▶ EXERCISE DIRECTIONS
Edit the records below by changing "rough mask" to "coarse mask" throughout and leaving the rest of the text unchanged. Omit the pictures from your answer.

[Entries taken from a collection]
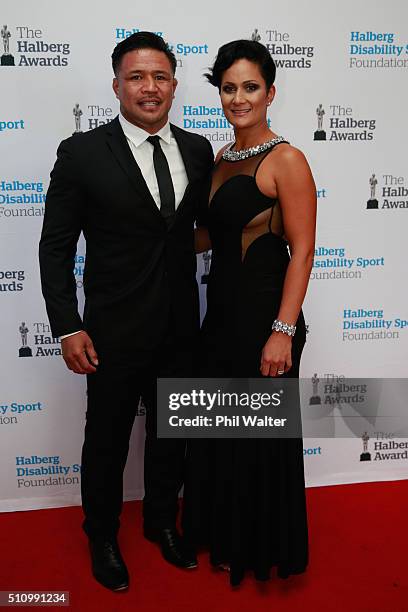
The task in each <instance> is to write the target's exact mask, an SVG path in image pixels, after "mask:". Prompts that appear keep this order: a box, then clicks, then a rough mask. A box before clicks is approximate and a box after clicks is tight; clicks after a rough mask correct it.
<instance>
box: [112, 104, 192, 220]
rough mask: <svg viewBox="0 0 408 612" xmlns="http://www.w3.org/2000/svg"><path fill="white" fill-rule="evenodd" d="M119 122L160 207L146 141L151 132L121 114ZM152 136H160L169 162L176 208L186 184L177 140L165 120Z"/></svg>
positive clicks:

▶ SOLUTION FOR THIS PROBLEM
The task in each <instance> is to write the target's exact mask, an SVG path in image pixels, after "mask:". Prompts that appear keep this order: a box, then clicks, then a coarse mask. A box before clicks is approximate and a box after clicks is tight; clicks after a coarse mask correct it.
<instance>
box: [112, 104, 192, 220]
coarse mask: <svg viewBox="0 0 408 612" xmlns="http://www.w3.org/2000/svg"><path fill="white" fill-rule="evenodd" d="M119 122L160 207L146 141L151 132L121 114ZM152 136H160L169 162L176 208L186 184L177 140L165 120Z"/></svg>
positive clicks:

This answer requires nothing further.